=== Work instruction ===
From the material beneath, pull every line with the word "right".
════════════════════
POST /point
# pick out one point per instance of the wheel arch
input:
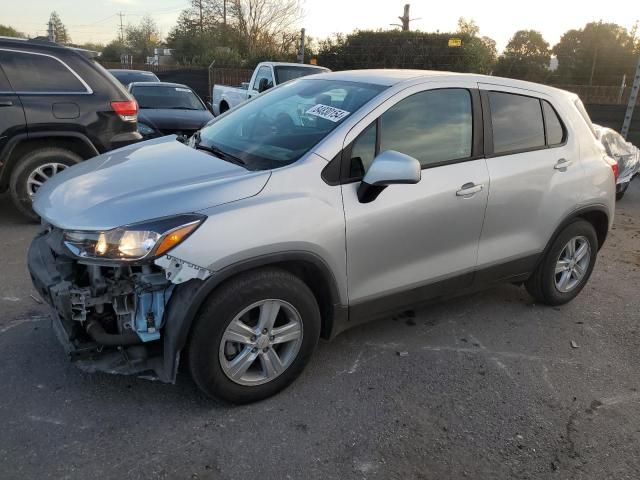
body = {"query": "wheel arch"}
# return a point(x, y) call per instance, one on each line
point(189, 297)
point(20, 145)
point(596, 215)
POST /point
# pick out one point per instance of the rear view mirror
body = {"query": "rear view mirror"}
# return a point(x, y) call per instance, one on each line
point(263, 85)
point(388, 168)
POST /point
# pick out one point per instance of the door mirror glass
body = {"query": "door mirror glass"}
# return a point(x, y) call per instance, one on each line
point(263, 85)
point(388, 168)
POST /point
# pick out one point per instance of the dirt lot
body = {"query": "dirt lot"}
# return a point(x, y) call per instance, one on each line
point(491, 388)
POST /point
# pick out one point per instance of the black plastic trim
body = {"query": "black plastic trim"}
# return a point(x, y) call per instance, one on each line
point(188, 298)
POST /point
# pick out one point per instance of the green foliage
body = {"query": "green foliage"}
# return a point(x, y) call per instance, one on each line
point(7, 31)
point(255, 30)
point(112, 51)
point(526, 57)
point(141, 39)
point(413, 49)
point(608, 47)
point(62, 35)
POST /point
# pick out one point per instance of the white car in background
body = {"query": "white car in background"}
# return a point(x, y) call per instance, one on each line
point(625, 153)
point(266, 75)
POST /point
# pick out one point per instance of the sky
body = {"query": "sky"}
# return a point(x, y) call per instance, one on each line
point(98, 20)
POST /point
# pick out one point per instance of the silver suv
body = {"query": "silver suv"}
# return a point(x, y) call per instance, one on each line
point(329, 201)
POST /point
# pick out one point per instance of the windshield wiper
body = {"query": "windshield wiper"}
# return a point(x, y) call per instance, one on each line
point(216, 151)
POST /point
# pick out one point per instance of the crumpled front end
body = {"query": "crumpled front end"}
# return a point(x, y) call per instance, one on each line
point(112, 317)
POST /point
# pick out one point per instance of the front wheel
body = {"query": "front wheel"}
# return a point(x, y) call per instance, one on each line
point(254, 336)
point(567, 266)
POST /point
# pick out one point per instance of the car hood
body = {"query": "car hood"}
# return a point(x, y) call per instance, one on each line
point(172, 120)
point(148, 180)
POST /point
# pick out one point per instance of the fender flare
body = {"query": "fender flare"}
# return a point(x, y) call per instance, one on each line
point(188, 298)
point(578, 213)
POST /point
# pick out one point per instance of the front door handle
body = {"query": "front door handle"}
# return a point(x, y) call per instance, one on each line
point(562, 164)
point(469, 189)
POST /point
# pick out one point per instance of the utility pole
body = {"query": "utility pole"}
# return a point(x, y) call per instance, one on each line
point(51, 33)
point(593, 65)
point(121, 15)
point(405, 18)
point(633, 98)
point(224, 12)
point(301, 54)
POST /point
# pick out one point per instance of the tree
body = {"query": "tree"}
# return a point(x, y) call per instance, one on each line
════════════════════
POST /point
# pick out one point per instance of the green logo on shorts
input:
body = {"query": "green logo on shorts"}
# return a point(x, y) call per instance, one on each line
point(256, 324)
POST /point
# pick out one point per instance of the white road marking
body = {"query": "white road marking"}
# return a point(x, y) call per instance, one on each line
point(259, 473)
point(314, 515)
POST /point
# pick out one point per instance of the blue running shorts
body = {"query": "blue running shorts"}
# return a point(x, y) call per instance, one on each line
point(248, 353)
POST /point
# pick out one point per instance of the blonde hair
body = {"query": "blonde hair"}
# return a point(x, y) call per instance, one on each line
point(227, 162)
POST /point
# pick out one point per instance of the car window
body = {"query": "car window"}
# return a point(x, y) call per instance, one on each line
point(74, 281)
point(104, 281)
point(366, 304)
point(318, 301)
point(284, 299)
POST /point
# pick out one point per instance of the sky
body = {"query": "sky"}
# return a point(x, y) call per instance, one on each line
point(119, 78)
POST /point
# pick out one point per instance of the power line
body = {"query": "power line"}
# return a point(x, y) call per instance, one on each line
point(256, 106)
════════════════════
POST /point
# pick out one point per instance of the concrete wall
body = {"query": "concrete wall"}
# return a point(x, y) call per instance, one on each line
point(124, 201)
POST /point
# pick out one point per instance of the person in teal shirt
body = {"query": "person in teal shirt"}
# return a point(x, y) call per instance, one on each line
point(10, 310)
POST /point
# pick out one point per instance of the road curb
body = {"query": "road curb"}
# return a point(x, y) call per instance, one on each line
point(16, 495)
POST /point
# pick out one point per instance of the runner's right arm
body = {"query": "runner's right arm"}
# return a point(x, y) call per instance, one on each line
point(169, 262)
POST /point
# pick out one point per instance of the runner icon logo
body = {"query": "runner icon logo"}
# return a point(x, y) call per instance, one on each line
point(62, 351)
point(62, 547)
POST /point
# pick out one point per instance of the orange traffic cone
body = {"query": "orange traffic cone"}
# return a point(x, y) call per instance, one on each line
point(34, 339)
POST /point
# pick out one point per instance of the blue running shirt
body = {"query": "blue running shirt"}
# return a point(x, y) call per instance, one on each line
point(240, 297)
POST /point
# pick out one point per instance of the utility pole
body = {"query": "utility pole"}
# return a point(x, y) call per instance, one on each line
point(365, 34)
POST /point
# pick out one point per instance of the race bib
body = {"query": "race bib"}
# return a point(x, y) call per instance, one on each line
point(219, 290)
════════════════════
=== Result of this exercise ===
# pick out one point per instance of the runner's right arm
body = {"query": "runner's right arm"}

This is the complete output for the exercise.